> [REQUIRED WORK] Write out the line with "Where can you see the player's bare" and each line after it to the end of the material, exactly as they appear and with nothing else.
START DATA
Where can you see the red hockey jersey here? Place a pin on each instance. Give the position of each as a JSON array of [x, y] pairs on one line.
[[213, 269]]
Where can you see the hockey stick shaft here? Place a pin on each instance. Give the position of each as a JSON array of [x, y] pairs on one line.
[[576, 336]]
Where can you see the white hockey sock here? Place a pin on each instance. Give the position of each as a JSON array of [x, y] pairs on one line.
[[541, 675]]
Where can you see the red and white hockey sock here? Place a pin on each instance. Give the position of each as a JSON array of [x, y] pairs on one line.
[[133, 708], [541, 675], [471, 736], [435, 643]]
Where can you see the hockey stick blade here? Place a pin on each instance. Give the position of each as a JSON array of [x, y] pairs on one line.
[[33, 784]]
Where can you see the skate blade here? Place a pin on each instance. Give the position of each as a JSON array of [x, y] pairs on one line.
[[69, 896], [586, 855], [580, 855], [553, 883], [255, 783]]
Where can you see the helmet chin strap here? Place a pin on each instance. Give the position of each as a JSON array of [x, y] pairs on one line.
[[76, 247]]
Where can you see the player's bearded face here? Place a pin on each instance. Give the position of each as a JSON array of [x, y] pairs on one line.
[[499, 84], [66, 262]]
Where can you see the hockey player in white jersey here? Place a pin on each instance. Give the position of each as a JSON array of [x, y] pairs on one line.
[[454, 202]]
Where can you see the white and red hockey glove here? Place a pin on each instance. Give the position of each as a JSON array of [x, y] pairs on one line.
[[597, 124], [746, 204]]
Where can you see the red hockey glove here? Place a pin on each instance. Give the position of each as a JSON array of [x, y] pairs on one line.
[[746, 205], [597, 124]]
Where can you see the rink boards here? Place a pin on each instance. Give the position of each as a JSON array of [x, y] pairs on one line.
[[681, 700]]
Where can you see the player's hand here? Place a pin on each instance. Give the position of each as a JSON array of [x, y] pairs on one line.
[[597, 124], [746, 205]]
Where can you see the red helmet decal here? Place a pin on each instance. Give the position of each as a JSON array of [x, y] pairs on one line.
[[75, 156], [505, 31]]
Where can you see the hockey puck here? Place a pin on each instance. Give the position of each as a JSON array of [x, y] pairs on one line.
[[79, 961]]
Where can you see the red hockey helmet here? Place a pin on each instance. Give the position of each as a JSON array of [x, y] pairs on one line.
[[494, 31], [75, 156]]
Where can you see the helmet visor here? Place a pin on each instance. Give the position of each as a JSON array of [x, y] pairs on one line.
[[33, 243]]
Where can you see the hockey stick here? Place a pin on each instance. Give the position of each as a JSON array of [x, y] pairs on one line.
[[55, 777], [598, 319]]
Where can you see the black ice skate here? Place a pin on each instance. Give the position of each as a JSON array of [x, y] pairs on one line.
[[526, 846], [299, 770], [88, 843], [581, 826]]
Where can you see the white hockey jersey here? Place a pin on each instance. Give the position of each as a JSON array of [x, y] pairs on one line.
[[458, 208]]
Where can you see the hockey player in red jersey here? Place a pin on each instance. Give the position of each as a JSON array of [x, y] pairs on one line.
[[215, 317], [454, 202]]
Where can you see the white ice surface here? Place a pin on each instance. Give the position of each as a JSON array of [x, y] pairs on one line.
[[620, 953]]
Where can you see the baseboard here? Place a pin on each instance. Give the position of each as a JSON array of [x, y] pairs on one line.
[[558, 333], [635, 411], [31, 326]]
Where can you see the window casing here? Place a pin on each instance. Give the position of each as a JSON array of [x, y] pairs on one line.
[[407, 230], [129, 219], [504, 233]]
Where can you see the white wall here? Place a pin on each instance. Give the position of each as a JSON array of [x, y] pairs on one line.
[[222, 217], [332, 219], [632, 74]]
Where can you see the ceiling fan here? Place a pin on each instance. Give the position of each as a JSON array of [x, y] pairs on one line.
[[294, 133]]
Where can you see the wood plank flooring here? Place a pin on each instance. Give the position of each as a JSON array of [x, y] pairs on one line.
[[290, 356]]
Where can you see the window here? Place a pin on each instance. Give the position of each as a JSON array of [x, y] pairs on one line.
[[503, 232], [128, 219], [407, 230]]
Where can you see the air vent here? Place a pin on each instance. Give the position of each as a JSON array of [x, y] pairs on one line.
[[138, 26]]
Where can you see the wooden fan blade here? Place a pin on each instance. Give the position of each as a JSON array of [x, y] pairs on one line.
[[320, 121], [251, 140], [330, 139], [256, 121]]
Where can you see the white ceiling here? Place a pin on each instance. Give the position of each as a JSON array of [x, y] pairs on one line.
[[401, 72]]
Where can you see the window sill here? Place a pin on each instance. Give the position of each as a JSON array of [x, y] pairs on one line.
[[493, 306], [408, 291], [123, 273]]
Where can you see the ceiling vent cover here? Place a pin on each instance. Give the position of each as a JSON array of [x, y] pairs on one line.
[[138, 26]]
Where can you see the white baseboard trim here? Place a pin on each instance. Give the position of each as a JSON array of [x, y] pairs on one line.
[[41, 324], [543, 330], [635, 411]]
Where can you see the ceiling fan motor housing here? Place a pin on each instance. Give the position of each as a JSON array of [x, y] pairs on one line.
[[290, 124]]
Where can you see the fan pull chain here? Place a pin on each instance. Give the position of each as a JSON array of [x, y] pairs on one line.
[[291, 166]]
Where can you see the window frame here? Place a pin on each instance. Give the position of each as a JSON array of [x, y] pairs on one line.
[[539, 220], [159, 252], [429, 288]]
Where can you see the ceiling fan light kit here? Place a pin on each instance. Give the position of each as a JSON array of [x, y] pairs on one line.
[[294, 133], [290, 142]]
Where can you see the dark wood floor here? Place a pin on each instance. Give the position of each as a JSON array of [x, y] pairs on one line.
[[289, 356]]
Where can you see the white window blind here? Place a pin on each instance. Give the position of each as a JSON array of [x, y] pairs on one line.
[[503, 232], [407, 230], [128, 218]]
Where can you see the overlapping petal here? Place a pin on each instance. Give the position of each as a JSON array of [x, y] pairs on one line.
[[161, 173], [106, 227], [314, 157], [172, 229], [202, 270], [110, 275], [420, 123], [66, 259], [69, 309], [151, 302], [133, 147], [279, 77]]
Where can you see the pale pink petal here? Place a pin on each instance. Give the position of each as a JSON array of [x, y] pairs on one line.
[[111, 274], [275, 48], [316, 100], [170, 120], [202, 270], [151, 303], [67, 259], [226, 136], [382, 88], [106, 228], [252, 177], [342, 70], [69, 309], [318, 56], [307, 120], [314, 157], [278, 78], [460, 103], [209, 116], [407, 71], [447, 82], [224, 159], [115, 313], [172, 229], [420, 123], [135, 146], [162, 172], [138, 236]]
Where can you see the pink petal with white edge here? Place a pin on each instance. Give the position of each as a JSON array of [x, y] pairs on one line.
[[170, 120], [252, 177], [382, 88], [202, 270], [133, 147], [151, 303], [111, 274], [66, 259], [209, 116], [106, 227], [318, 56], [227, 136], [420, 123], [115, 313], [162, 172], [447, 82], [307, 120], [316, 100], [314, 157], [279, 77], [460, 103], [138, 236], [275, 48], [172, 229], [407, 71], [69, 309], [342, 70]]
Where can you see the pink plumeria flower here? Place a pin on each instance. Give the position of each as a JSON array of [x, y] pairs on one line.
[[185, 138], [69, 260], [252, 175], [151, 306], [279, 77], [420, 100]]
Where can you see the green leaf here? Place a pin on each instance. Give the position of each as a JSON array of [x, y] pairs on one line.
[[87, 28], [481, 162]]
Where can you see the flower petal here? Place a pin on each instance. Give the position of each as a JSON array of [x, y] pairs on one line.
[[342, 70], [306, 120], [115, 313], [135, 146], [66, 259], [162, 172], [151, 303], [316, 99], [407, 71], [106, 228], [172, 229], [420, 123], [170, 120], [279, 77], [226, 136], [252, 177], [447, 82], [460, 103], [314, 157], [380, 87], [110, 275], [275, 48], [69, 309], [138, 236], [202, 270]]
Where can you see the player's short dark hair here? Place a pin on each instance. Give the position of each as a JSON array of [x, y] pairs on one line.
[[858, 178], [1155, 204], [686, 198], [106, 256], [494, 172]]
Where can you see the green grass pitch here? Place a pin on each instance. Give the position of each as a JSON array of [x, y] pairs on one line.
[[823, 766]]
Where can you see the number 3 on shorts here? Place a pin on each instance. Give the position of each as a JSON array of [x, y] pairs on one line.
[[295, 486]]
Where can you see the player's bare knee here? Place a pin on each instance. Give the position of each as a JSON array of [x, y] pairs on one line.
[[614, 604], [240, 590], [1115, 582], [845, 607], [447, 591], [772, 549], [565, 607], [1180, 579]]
END DATA
> [RESPONSE]
Where can you see the player's bare knee here? Place a pin on each instance. Give the position of each as a JSON array of [x, y] pairs on one line.
[[614, 604], [240, 590], [1115, 582], [845, 607], [447, 591], [772, 549], [565, 607], [1180, 579]]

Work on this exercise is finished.